- _Reading text_:
Remote sensing is a proven technique in mapping water bodies [11,12,13,14,15,16,17,18,19], assessing floods [15,20,21,22,23,24,25], water quality [15,22,23,24,25,26,27], and estimating water scarcity [15,22,23,24,25]. The Sentinel-2 satellite, launched by the European Space Agency (ESA) in 2015, has played a key role in providing multispectral images for water body mapping [13]. Sentinel-2 images have a moderate spatial resolution (10 m, 20 m, and 60 m) suitable for regional water body mapping, due to their free access coupled with the frequent revisit capabilities [13] of 10 days for the studied region. Compared to the Landsat series, Sentinel-2 delivers images with higher spatial resolution, more spectral bands, more frequent revisit time, and wider swath, thus showing great potential in aquatic science studies [15,28,29,30,31,32].
Several other lower spatial resolution sensors such as Terra/Aqua Moderate Resolution Imaging Spectroradiometer (MODIS), Sentinel-3, TOPEX/Poseidon, Jason-1, Jason-2, Jason-3, and Envisat also provide open access satellite optical imagery [33,34,35,36,37] but their use in water body mapping studies is limited to larger inland lakes and reservoirs [37]. Surface Water and Ocean Topography (SWOT) is another optical sensor due to be launched in 2022 [36] but its application will be limited to wide rivers (100 m or wider) and lakes with a surface area of at least 250 m × 250 m) [36,37]. Ultra-high spatial resolution sensors such as Pleiades, IKONOS, QuickBird, WorldView, RapidEye, ZY-3, and GF-1/GF-2 [38,39,40] do exist but their data are not open access, which makes their use expensive.

- _Task objective_: According to the remote sensing text, what does Sentinel-2 offer compared to the Landsat series? List each advantage. The lines that follow are separate material, unrelated to the text above.

- _Source records_:
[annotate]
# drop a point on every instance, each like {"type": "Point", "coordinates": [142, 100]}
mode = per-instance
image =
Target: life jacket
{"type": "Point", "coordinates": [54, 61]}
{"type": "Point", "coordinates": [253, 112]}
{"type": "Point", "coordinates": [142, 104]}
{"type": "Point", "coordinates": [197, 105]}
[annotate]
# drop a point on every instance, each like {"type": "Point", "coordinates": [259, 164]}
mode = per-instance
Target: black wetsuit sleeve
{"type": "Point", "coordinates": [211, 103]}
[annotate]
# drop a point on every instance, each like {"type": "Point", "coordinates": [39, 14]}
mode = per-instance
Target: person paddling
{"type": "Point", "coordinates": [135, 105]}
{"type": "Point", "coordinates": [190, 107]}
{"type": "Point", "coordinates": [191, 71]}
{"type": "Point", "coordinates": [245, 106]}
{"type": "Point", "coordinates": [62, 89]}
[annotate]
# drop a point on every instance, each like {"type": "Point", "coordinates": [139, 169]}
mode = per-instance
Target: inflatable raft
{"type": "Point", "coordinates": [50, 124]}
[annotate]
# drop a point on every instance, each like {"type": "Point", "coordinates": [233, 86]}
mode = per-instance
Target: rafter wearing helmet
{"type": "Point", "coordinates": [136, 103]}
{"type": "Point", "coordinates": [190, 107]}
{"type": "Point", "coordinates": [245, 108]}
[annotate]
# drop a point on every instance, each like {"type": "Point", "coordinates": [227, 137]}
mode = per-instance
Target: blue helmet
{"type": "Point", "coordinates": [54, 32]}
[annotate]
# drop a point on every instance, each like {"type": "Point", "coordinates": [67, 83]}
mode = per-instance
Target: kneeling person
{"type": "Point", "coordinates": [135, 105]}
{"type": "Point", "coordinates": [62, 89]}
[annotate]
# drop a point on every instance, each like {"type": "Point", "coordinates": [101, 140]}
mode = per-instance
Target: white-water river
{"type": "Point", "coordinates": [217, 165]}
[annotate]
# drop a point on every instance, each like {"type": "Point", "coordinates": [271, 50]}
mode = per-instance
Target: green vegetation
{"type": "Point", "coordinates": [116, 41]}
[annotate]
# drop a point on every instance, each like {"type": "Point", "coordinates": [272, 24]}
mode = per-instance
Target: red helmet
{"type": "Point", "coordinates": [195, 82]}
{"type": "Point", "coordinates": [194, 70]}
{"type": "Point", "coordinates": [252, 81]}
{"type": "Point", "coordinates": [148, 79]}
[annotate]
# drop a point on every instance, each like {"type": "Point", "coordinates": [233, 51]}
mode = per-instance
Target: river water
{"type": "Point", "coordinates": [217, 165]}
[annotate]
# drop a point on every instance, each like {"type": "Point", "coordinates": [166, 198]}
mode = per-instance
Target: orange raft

- _Correct answer_:
- Higher spatial resolution
- More spectral bands
- More frequent revisit time
- Wider swath